**WORK TASK:**
In this exercise, the entries below are to be transcribed exactly, line by line.

**GIVEN DATA:**
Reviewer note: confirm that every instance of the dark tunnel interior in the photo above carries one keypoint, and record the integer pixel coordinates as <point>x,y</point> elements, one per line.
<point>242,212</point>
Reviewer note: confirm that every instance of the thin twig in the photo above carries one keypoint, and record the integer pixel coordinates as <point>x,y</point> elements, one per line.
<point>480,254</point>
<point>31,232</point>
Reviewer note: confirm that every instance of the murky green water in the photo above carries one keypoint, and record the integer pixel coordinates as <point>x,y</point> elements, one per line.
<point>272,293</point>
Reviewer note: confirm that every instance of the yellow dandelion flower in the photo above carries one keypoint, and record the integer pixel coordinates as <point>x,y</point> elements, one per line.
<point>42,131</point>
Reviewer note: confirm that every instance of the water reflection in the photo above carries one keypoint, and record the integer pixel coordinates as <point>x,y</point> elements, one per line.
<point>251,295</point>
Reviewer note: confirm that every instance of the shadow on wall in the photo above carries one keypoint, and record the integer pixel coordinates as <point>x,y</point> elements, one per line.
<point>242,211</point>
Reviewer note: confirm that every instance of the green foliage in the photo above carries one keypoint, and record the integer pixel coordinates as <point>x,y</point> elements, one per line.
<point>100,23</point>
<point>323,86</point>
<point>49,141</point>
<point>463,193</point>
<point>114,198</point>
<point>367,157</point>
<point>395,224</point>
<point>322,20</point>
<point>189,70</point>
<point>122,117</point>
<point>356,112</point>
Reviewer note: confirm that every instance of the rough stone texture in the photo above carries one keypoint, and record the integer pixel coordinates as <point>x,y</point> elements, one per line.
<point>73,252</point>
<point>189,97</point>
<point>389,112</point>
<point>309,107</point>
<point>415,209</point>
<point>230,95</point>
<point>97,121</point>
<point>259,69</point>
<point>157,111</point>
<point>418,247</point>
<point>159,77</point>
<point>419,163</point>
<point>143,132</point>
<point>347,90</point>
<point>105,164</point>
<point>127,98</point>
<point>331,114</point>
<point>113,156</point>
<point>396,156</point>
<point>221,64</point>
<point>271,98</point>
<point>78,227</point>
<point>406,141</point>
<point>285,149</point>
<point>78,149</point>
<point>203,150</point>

**EXERCISE OUTPUT:**
Reviewer note: confirm that every instance of the dark tunnel interior in the photo above carries one keypoint, and record the integer pixel coordinates as <point>x,y</point> elements, one per line.
<point>242,212</point>
Reviewer note: confirm that every instance of the thin twig in the photo above carries one keypoint, and record the integer pixel coordinates as <point>x,y</point> elements, one per line.
<point>480,254</point>
<point>31,232</point>
Reviewer note: confirm that every instance of the murky green water in the photo above carries one keypoint, and record the integer pixel coordinates as <point>x,y</point> elements, one per line.
<point>272,293</point>
Reviewer note: confirm that every instance of the yellow dandelion flower in the photo above carries one keypoint, and record the integer pixel coordinates as <point>x,y</point> elements, one per line.
<point>42,131</point>
Reviewer note: confirm that every instance of the water reflection in the photo above carries one keypoint, and record the integer pixel coordinates as <point>x,y</point> elements, one per line.
<point>251,295</point>
Reviewer note: confirm that every instance of the shadow on wall in the photo above carries one keypoint, and record the integer pixel coordinates as <point>x,y</point> elements, one per line.
<point>242,211</point>
Reviewer note: confirm that every instance of the green foliage in the photo above carries one keypoint, and record the integer pixel coordinates as <point>x,y</point> elements, one per line.
<point>100,23</point>
<point>323,86</point>
<point>49,141</point>
<point>463,193</point>
<point>114,198</point>
<point>367,157</point>
<point>395,224</point>
<point>322,20</point>
<point>189,70</point>
<point>122,117</point>
<point>356,112</point>
Reviewer note: confirm that every instance of the rough stone texture in the photo above carries one keypoint, and record the integer pixel coordinates as <point>x,y</point> elements, one per line.
<point>73,252</point>
<point>189,97</point>
<point>389,112</point>
<point>309,107</point>
<point>415,209</point>
<point>230,95</point>
<point>97,121</point>
<point>259,69</point>
<point>157,111</point>
<point>418,247</point>
<point>159,77</point>
<point>419,163</point>
<point>143,132</point>
<point>347,90</point>
<point>105,164</point>
<point>127,98</point>
<point>331,114</point>
<point>113,156</point>
<point>396,156</point>
<point>221,64</point>
<point>271,98</point>
<point>78,227</point>
<point>406,141</point>
<point>285,149</point>
<point>78,149</point>
<point>203,150</point>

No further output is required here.